##### Exercise text #####

Crystal Bridges Museum of Art
The Crystal Bridges Museum of Art in Bentonville, Arkansas is one of the most beautiful museums I’ve ever been to.
Its vibe is very in-tune with Arkansas’s state official title - the natural state’ being set down in a cavern between two hills, naturally built around a large lake and surrounded by beautiful forests and nature trails.
In fact, the museum was named after ‘Crystal Spring’ - “a natural spring on the museum’s wooded site that feeds into the museum ponds—and from the unique bridge construction incorporated into the building design”
The museum was founded by Alice Walton and designed by the architect Moshe Safdie and opened in 2011.
The art doesn’t just stay in the Museum. Sculptures and architecture are scattered throughout the grounds, so if you’re visiting, bring your walking shoes, your dog, and enjoy the trails.
Unfortunately because of Covid, the Frank Loyd Wright house was closed the day we visited, but normally you can tour this famous home. However, we still go to see sculptures by Robert Indiana, Dale Chihuly, George Segal, and many more.
They even have a Maman spider by Louise Bourgeois, which my dog was not the biggest fan of (she was trying to protect me).
“Crystal Bridges’ permanent collection spans five centuries of American masterworks ranging from the colonial era to the current day.” (source)
Like many museums, they have a permanent collection of works (which are free to view) and rotating special exhibition space. Photographs by Ansel Adams and other notable photographers are currently on view until January 3rd.
After exploring the outside grounds we had lunch a the cafe under a large glass Jeff Koons heart sculptures. You almost feel like you’re eating inside of a large ship with the way the water reflects off of the wooden beams.
Video of my Visit
The building design by Moshe Safdie is absolutely stunning, giving you almost constant views of the water from the various galleries.

##### Source information #####

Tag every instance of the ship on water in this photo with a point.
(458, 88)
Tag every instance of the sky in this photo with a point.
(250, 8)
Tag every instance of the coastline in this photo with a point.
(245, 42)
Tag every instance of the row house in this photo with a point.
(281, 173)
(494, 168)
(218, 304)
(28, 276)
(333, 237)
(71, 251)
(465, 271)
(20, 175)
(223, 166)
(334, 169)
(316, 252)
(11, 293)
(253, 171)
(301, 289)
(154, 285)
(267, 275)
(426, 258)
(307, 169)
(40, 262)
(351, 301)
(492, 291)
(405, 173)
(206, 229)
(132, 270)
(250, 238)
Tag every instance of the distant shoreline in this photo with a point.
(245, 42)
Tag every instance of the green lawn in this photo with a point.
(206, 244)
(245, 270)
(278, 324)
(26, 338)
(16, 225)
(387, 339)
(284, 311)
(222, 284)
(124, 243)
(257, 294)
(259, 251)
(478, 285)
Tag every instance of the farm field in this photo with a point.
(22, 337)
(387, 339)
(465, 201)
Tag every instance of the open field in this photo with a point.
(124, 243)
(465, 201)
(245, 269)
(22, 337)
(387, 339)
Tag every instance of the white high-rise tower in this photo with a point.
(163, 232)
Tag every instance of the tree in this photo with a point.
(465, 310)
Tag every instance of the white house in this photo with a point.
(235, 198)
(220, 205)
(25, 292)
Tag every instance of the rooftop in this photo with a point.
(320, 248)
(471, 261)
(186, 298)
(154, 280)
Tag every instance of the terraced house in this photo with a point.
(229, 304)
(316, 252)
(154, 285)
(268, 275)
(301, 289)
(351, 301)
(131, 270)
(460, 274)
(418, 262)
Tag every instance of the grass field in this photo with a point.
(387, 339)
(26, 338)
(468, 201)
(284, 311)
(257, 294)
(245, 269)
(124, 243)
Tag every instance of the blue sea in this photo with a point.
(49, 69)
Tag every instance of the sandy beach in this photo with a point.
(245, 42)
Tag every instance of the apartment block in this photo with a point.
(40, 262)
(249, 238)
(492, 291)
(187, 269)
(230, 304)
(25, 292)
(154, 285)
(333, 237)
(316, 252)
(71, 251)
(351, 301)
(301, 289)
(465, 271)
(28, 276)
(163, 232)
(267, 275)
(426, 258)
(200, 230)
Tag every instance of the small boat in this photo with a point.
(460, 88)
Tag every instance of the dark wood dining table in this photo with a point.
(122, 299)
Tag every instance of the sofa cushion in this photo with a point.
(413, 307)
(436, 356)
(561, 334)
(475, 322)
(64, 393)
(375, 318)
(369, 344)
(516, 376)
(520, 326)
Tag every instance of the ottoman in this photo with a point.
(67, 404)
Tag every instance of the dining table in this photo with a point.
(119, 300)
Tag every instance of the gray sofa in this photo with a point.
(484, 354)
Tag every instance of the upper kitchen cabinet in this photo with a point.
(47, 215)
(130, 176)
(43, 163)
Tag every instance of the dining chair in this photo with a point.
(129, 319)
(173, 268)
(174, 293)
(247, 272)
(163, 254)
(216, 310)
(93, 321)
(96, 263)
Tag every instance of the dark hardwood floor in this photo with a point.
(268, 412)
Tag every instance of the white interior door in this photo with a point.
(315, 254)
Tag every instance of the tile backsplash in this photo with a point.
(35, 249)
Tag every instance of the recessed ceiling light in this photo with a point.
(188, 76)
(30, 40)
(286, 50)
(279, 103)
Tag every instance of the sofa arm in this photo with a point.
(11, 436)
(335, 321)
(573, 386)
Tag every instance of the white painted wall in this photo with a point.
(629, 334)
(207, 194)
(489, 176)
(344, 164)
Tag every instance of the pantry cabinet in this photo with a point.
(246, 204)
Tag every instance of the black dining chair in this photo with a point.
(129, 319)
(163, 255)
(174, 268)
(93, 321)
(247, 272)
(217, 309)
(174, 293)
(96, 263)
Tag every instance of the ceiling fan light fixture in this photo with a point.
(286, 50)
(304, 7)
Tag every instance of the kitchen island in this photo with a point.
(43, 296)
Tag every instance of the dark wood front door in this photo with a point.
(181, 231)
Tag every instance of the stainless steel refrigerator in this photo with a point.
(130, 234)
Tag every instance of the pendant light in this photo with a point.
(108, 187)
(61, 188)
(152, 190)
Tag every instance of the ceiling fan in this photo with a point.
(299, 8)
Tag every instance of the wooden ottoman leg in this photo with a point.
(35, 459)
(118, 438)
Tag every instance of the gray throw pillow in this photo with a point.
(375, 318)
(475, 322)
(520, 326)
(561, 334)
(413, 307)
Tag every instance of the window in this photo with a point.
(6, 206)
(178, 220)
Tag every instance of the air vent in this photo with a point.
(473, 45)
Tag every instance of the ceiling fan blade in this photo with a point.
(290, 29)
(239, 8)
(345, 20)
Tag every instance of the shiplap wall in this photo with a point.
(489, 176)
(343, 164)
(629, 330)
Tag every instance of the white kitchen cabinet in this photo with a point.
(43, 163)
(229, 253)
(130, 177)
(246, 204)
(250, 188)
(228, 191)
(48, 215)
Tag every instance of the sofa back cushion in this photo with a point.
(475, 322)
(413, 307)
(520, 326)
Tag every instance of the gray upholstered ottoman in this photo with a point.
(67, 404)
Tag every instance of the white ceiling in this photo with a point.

#####

Exercise requirements » In the Crystal Bridges text, which architect designed the museum? Rely only on the Crystal Bridges text.

Output of the task » Moshe Safdie